**Activity:**
Look through the data below and work out how many lines contain the string "concrete". Give the number alone.

**Data records:**
----
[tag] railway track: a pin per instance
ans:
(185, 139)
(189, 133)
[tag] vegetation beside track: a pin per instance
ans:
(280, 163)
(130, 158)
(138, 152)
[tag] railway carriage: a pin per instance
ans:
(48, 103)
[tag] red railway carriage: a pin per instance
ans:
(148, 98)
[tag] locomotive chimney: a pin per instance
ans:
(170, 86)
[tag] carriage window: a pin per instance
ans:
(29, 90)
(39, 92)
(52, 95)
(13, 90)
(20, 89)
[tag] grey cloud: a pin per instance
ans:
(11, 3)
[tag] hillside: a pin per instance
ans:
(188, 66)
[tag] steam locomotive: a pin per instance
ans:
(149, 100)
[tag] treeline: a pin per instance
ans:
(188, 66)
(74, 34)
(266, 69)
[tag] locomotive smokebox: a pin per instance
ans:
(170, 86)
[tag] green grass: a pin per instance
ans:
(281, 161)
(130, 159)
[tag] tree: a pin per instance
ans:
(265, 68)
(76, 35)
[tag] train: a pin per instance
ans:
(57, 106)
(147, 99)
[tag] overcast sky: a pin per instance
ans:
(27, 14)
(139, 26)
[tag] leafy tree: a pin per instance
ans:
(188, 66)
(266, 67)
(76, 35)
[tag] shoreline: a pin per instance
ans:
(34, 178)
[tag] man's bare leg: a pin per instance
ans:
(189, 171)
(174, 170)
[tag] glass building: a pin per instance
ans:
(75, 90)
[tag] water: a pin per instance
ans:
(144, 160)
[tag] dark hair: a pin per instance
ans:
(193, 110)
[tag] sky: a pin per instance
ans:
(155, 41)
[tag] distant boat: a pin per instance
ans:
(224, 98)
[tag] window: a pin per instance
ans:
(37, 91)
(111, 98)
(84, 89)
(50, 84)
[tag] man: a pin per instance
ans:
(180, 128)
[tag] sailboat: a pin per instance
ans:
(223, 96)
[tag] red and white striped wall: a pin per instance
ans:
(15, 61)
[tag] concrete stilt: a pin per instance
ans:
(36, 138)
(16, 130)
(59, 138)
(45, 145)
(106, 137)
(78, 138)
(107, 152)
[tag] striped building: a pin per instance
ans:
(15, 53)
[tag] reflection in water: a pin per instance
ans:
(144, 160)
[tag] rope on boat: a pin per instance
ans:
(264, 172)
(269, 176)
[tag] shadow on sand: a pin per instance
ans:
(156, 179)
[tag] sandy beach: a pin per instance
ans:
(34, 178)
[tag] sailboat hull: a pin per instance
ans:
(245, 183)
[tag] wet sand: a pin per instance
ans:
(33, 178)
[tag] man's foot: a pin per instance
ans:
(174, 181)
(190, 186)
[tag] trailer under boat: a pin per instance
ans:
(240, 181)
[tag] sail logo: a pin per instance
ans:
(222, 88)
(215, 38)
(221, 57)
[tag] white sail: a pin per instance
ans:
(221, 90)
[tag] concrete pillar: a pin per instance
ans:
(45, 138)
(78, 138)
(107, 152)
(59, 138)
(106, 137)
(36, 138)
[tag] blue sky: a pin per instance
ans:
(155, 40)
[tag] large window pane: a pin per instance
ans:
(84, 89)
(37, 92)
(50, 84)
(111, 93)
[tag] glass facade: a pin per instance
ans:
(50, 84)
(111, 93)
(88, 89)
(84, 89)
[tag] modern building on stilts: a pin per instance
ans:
----
**Answer section:**
2